DOCUMENT:

▼

One-stage and two-stage models for binary outcomes • bayesma

Introduction

Meta-analyses of binary outcomes (events vs. non-events) can be conducted using either a two-stage or a one-stage approach. The distinction matters when studies are small, baseline event rates vary widely, or the outcome is rare.

Two-stage: each study is first summarised to a log-scale effect estimate $y_i$ and standard error $s_i$ , then the meta-analysis uses a Gaussian likelihood on those summaries. This is the default in bayesma and adequate for most applications.

One-stage: the original binomial counts are modelled directly, avoiding the normal approximation and handling studies with zero events without continuity corrections. bayesma implements the one-stage model following Jackson et al. (2018).

▲

INFORMATION PROVIDED:
▼

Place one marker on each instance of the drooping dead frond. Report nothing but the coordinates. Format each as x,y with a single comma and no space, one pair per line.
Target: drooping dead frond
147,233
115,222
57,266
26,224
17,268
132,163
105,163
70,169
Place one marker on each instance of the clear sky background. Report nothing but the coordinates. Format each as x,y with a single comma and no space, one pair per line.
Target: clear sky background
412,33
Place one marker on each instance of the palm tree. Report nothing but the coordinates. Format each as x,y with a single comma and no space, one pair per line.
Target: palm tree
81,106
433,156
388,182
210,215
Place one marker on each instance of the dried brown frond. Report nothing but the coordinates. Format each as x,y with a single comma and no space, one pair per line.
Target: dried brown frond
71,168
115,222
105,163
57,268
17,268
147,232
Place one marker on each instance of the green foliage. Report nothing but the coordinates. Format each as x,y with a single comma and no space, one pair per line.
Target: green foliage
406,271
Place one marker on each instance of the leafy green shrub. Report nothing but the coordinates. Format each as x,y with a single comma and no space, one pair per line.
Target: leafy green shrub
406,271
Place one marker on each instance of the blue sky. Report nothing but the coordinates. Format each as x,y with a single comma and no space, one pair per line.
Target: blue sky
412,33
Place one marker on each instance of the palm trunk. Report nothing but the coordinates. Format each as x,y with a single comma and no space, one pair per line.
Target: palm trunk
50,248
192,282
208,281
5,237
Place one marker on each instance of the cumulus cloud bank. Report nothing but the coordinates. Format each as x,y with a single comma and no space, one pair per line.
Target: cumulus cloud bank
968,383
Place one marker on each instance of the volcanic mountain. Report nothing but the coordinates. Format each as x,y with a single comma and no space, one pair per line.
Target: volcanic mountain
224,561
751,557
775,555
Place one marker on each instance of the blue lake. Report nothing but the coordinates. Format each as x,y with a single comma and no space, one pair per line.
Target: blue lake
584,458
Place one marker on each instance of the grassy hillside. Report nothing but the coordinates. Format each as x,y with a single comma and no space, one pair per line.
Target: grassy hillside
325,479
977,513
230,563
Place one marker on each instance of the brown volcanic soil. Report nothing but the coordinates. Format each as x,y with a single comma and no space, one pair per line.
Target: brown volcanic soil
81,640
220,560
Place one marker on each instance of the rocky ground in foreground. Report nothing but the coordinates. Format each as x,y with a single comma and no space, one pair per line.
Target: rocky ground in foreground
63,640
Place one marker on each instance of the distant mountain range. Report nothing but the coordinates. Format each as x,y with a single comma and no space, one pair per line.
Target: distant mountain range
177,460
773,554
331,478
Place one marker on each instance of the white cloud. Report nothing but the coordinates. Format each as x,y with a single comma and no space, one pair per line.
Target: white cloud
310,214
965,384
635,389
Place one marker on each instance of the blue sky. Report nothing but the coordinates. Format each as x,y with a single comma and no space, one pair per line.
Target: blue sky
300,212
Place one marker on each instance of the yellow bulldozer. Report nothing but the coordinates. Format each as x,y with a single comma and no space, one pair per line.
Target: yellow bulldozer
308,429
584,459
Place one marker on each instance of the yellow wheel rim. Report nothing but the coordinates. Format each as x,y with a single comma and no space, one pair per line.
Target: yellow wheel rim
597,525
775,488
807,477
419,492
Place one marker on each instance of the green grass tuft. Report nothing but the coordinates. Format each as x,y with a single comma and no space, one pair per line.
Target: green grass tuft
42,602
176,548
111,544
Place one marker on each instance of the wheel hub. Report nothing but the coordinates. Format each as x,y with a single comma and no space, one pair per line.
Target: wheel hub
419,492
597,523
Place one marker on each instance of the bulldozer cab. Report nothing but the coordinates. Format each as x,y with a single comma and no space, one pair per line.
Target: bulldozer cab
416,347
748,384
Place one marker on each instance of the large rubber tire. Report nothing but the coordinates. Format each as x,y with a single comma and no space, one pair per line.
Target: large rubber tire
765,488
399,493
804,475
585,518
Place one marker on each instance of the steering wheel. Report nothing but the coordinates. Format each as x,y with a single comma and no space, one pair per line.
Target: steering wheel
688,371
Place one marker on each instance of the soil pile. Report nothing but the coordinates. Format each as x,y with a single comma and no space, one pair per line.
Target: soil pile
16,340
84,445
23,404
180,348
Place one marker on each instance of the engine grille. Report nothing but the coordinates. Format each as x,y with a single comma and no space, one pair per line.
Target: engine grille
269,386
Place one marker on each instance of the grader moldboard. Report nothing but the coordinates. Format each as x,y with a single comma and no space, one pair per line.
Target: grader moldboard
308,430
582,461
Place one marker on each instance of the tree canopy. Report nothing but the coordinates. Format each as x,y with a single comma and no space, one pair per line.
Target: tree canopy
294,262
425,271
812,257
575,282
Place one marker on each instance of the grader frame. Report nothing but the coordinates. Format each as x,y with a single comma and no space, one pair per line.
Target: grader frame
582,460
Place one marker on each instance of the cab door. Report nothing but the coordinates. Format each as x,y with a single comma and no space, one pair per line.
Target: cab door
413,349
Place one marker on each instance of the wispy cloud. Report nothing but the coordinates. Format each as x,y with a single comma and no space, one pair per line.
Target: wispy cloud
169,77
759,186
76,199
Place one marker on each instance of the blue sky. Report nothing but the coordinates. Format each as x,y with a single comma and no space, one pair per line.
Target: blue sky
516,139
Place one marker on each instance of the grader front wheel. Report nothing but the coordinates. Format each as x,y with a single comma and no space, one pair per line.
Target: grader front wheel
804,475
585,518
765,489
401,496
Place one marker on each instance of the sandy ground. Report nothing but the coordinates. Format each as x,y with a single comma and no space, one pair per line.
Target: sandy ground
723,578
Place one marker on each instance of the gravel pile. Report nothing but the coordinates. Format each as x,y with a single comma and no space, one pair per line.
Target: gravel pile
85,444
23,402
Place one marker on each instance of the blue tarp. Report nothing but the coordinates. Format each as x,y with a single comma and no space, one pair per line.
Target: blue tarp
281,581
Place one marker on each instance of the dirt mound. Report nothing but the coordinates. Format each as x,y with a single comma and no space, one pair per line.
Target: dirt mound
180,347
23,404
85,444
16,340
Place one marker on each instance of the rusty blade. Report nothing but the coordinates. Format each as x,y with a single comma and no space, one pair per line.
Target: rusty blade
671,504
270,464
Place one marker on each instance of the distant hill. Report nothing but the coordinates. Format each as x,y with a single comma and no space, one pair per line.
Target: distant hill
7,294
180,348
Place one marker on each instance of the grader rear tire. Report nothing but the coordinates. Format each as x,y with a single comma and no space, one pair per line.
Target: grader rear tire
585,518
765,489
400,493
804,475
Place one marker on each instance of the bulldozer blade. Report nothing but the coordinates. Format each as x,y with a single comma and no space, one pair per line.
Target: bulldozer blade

▲

DIRECTIVES:
1. According to the bayesma page, which approach is the default in bayesma?
2. Retype the passage of the bayesma page starting at "Introduction" and ending at "for most applications.".
Work only from the bayesma page.

SOLUTIONS TO THE PROBLEMS:
1. The two-stage approach.

2.
Introduction

Meta-analyses of binary outcomes (events vs. non-events) can be conducted using either a two-stage or a one-stage approach. The distinction matters when studies are small, baseline event rates vary widely, or the outcome is rare.

Two-stage: each study is first summarised to a log-scale effect estimate $y_i$ and standard error $s_i$ , then the meta-analysis uses a Gaussian likelihood on those summaries. This is the default in bayesma and adequate for most applications.